International Journal of Physical Medicine & Rehabilitation
Open Access

ISSN: 2329-9096

Abstract

Adaptations Associated with Non-Specific Chronic Low Back Pain: A Narrative Review

Joshua Brodie Farragher*, Gavin Paul Williams, Adrian Pranata, Doa El-Ansary, Selina Parry and Adam Leigh Bryant

Background: Non-specific chronic low back pain (NSCLBP) represents a growing global burden. Individuals with LBP inherently adapt in a variety of ways, across psychological, behavioural and physical domains. However, adaptive changes (e.g., altered lifting behaviour) may persist, becoming maladaptive, resulting in negative functional consequences (i.e., persistence of pain, increased disability). Clinical practice guidelines lack specificity to direct the type of interventions, dosage and treatment duration. A better understanding of how the maladaptive changes seen in people with NSCLBP relate to meaningful outcomes (i.e., disability, function, quality of life) and defined subgroups of people with NSCLBP may inform effective interventions. The aim of this review is to investigate the interrelationship of psychological, behavioural and neuromuscular NSCLBP-related adaptations, and their clinical significance with respect to disability, function, quality of life and pain.

Methods and findings: Three MEDLINE searches were conducted to investigate the psychological, behavioural and neuromuscular adaptations in people with NSCLBP. The initial search returned 12972 articles and 238 were identified for full-text review. A total of 93 articles were included in this review. Psychological and behavioural maladaptations (i.e., fear-avoidance beliefs) are associated with poorer patient outcomes, whereas there is uncertainty regarding the impact of maladaptations in the neuromuscular system on important clinical outcomes. Moreover, the evidence is more supportive of the interrelationship between psychological and behavioural maladaptations than any interrelation with neuromuscular maladaptations. To date, methodologies designed to assess NSCLBP-related functional deficits lack ecological validity. Assessment of patients with NSCLBP should focus on psychological and behavioural domains that relate to an individual’s disability and functional impairments. Individuals with NSCLBP present with a variety of diverse adaptions that should focus intervention that aligns patient goals and functional deficits.

[Point-per-instance location data]
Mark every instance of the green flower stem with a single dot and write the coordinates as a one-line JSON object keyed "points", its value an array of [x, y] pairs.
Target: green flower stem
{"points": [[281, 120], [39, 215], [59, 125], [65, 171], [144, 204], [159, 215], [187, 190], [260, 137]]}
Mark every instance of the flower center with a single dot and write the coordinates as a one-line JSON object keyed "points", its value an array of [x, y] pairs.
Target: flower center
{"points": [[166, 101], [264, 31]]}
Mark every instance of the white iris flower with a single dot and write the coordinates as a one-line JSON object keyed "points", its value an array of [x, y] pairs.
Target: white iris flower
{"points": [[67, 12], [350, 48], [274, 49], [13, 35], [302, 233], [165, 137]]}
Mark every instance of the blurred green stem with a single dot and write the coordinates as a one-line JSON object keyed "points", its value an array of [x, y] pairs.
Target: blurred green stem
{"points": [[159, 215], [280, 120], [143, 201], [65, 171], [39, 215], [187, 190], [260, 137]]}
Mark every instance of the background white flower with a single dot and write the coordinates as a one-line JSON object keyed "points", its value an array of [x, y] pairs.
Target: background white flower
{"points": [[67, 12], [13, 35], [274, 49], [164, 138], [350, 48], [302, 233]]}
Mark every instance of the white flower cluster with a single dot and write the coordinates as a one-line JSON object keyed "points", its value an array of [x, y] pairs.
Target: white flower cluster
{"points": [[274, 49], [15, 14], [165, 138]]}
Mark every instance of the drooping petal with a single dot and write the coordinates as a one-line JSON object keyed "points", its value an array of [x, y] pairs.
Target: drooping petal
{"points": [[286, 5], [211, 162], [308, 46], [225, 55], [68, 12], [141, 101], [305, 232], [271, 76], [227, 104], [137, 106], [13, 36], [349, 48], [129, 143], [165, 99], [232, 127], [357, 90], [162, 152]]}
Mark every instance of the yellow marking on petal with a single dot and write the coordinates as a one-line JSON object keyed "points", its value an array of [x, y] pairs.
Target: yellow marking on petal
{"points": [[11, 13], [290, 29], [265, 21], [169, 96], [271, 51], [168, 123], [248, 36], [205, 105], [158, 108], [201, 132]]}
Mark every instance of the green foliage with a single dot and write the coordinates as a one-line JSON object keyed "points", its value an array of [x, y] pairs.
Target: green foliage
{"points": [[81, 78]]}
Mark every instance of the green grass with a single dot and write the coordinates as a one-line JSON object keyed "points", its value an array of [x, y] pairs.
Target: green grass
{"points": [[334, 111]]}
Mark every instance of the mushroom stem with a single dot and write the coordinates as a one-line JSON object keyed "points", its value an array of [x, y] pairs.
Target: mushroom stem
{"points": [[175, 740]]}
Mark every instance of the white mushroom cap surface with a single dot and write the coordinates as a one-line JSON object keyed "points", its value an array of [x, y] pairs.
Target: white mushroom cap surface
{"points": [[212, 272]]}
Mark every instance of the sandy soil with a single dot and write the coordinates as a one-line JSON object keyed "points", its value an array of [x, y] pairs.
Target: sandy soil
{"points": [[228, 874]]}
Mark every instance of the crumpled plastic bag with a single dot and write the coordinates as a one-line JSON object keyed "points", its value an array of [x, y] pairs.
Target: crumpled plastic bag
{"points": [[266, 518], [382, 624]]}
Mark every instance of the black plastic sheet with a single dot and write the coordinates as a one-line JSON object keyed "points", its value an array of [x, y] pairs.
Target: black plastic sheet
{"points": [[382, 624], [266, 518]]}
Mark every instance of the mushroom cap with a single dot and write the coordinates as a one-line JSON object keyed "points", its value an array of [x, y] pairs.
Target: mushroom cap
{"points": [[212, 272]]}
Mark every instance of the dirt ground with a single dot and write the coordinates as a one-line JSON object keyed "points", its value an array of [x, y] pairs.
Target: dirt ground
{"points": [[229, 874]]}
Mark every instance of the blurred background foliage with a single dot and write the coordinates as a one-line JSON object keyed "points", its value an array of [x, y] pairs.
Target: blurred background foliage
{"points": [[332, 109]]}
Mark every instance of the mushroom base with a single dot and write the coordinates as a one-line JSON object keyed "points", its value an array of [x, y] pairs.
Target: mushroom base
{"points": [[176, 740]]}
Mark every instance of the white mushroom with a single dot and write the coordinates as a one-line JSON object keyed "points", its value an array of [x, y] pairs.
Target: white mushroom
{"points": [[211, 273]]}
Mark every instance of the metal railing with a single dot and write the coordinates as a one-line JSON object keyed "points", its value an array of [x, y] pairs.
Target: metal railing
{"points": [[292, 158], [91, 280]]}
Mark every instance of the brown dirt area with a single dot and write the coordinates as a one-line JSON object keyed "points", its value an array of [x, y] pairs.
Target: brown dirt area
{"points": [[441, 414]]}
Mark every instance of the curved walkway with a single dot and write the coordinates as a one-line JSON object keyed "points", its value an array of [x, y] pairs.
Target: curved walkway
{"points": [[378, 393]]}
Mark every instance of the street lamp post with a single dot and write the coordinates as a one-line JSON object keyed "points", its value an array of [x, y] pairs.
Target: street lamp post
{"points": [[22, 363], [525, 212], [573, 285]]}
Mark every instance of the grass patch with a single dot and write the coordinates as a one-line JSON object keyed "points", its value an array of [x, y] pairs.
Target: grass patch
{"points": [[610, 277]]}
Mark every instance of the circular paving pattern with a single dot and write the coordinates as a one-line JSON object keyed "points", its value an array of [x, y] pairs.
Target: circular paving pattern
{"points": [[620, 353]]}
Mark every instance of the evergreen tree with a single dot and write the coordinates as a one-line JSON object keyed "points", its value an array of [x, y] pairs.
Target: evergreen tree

# To do:
Answer these from the low back pain abstract.
(a) What three things do clinical practice guidelines lack specificity to direct?
(b) How many articles did the initial search return?
(c) Which kinds of maladaptations are linked to poorer patient outcomes?

# Reply:
(a) The type of interventions, dosage and treatment duration.
(b) 12972.
(c) Psychological and behavioural maladaptations, such as fear-avoidance beliefs.